:: Given request ::
Duplicate the lines below without changing anything in them.

Excerpts from a point labeling dataset:
┄┄┄┄┄┄
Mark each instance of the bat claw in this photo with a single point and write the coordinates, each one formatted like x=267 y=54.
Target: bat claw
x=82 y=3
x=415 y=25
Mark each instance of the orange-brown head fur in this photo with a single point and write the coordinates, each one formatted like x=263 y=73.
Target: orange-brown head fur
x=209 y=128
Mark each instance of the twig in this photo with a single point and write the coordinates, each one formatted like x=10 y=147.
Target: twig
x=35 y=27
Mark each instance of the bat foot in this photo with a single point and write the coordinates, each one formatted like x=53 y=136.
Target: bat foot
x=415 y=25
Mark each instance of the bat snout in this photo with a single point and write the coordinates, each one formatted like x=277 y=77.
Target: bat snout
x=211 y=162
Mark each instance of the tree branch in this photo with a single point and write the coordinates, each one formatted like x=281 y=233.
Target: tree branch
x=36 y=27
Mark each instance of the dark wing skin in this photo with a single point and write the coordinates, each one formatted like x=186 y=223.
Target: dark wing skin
┄┄┄┄┄┄
:: Response to the exercise ::
Mark each instance of the bat claw in this photo with a single point and write the coordinates, each one formatted like x=267 y=54.
Target: bat claw
x=82 y=3
x=415 y=25
Mark each instance of the orange-brown head fur in this photo with a single point and write the coordinates, each one formatted like x=263 y=73.
Target: orange-brown head fur
x=209 y=128
Mark each instance of the twig in this photo with a single point and write the coordinates, each one formatted like x=10 y=147.
Target: twig
x=35 y=27
Mark each instance of the bat foot in this photo with a single point and write the coordinates, each one formatted like x=53 y=136.
Target: bat foot
x=415 y=25
Mark each instance of the bat snout in this photo with a single point and write the coordinates, each one formatted like x=277 y=77.
Target: bat snout
x=211 y=162
Mark each instance of the tree branch in this photo with a single point and write the coordinates, each one formatted like x=281 y=233.
Target: tree branch
x=36 y=27
Mark each instance of the dark wing skin in this photo with a single point and write the coordinates, each one formatted like x=186 y=223.
Target: dark wing skin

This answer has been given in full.